• Referring expression data
-- Opening Marker --
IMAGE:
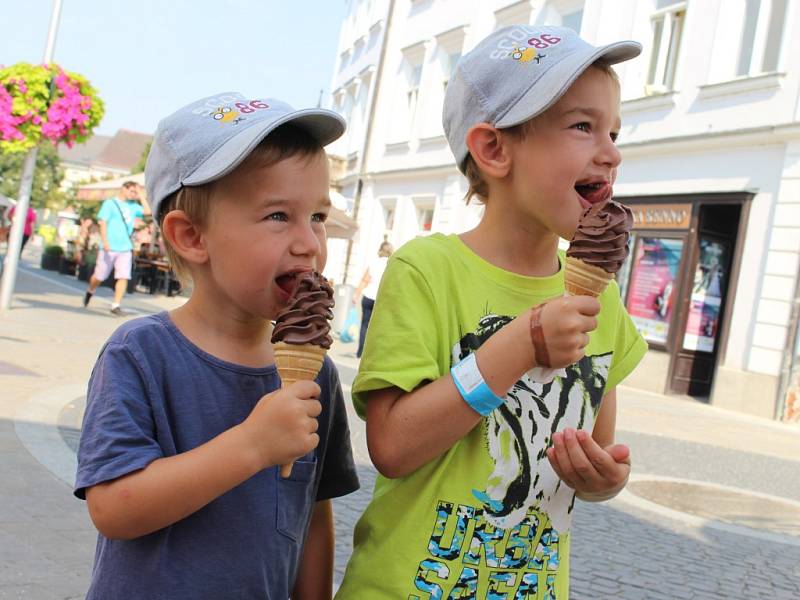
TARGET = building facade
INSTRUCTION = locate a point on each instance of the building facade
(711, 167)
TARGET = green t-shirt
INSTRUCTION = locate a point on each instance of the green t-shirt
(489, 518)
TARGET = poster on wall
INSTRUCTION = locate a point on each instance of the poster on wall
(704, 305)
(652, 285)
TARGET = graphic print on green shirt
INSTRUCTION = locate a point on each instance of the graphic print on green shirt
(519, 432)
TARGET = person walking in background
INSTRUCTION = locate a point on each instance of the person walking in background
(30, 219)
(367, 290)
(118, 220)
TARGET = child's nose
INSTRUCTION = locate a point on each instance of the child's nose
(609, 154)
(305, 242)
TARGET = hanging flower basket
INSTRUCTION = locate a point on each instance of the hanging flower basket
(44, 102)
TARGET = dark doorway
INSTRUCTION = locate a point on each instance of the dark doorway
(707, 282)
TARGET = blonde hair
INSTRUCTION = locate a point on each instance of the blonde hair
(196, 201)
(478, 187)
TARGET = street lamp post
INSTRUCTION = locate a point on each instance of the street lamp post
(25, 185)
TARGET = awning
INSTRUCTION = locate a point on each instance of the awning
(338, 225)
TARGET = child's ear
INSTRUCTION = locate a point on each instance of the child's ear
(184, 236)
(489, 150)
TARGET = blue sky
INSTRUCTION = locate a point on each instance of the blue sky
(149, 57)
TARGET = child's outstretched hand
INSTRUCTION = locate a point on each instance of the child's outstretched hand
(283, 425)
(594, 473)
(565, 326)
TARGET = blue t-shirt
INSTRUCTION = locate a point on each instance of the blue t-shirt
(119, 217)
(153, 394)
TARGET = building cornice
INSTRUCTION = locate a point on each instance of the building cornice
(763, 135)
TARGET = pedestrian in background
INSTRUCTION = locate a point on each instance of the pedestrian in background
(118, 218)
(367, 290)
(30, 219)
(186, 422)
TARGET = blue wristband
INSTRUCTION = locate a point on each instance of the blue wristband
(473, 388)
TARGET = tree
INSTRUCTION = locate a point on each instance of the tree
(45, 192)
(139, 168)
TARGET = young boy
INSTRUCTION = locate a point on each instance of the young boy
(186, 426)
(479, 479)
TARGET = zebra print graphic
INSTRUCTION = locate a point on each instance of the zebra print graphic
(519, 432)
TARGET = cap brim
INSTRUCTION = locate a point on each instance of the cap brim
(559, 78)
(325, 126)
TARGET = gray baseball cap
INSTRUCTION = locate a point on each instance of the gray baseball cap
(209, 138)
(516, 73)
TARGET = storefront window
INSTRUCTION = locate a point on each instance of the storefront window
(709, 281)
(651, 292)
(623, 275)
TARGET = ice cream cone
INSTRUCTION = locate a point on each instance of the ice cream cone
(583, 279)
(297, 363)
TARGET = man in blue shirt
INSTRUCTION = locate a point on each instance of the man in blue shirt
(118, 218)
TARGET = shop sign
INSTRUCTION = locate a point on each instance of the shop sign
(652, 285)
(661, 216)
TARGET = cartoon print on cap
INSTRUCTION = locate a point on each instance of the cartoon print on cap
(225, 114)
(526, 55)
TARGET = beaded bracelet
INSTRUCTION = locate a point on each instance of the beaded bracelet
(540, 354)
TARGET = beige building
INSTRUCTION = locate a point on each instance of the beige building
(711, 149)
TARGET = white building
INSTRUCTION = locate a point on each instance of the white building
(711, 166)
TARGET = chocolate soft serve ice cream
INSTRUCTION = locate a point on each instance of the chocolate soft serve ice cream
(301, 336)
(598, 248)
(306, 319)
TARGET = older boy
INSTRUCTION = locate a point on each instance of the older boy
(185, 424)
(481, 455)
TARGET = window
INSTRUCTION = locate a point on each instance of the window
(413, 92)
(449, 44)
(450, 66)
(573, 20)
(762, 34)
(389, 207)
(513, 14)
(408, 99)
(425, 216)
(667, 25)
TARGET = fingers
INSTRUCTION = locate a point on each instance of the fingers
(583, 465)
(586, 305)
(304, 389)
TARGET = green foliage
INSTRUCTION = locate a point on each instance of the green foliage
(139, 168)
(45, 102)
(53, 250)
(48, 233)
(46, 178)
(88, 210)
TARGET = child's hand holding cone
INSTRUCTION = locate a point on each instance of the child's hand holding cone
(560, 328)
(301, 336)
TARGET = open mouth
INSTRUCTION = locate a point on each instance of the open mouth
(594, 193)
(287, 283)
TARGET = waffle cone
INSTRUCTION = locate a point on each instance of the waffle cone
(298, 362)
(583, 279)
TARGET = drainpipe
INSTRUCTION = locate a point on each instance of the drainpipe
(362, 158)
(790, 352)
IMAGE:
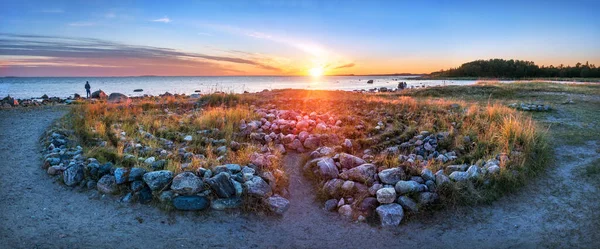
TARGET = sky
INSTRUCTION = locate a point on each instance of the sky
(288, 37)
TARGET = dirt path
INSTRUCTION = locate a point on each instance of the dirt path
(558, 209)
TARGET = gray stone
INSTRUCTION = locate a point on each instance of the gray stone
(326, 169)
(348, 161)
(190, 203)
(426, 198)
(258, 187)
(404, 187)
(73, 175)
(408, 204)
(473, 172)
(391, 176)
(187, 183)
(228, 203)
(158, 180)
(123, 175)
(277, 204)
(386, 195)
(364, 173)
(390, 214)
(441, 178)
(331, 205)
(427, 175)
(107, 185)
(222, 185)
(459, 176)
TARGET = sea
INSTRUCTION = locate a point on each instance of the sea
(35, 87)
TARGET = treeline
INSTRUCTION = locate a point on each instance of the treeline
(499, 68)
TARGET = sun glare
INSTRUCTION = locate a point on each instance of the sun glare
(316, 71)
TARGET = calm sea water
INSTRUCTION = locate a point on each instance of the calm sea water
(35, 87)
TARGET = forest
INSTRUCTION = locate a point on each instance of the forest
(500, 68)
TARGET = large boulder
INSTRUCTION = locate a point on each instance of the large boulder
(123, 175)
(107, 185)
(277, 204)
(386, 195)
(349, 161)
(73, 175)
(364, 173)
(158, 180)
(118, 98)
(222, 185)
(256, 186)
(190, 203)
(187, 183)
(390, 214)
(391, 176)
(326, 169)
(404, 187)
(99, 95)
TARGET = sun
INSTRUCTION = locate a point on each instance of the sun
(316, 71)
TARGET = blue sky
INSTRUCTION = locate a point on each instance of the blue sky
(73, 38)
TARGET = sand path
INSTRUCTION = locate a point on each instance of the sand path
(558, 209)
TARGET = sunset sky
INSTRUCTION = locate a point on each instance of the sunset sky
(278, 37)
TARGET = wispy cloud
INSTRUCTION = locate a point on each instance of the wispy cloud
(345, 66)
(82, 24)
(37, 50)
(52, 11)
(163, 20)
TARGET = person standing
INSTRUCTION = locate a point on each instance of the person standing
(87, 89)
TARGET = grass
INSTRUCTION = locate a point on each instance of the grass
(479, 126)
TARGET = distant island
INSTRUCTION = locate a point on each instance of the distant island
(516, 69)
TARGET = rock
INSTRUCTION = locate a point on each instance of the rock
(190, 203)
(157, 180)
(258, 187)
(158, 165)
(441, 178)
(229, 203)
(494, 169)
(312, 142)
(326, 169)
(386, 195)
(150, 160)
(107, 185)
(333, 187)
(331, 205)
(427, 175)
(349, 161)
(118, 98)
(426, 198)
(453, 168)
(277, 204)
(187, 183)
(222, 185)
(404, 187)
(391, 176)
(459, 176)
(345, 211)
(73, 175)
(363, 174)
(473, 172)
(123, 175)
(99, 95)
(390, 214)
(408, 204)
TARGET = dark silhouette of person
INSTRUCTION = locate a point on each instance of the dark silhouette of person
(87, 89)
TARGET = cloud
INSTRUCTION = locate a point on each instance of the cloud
-- Closing Marker --
• Work to be completed
What you copy out must be exactly the lines from the line containing "the sun glare" through the end of the records.

• Answer to this exercise
INSTRUCTION = locate a point on each instance of the sun glare
(316, 71)
TARGET = calm sea water
INSTRUCTION = locate a point on each instance of the calm sea water
(35, 87)
TARGET = forest
INSTRUCTION = locate a point on each instance of the forest
(500, 68)
TARGET = large boulder
INSTRUCTION = locate a point on each instance of the large boulder
(123, 175)
(107, 185)
(277, 204)
(386, 195)
(349, 161)
(73, 175)
(364, 173)
(158, 180)
(118, 98)
(222, 185)
(256, 186)
(190, 203)
(187, 183)
(390, 214)
(391, 176)
(326, 169)
(404, 187)
(99, 95)
TARGET = sun
INSTRUCTION = locate a point on each instance of the sun
(316, 71)
TARGET = blue sky
INSTRUCTION = locate a point on each instance of the blue sky
(73, 38)
TARGET = sand path
INSTRUCTION = locate a point on each instance of the sand path
(558, 209)
TARGET = sunset sky
INSTRUCTION = locate a point on each instance of the sunset sky
(278, 37)
TARGET = wispy cloud
INSTRUCTION = locate a point on each instance of the wispy cloud
(345, 66)
(82, 24)
(37, 50)
(52, 11)
(163, 20)
TARGET = person standing
INSTRUCTION = locate a point on each instance of the person standing
(87, 89)
TARGET = grass
INSTRUCTION = locate a point on each instance of the grass
(479, 126)
TARGET = distant island
INSTRUCTION = locate a point on each instance of the distant island
(516, 69)
TARGET = rock
INSTRUCTION = locate a point on each instance of the rock
(190, 203)
(157, 180)
(258, 187)
(158, 165)
(441, 178)
(229, 203)
(494, 169)
(312, 142)
(326, 169)
(386, 195)
(150, 160)
(107, 185)
(333, 187)
(331, 205)
(427, 175)
(349, 161)
(118, 98)
(426, 198)
(453, 168)
(277, 204)
(187, 183)
(222, 185)
(404, 187)
(391, 176)
(459, 176)
(345, 211)
(73, 175)
(363, 174)
(473, 172)
(123, 175)
(99, 95)
(390, 214)
(408, 204)
TARGET = dark silhouette of person
INSTRUCTION = locate a point on each instance of the dark silhouette of person
(87, 89)
TARGET = cloud
INSTRUCTION = locate a point on each instance of the cloud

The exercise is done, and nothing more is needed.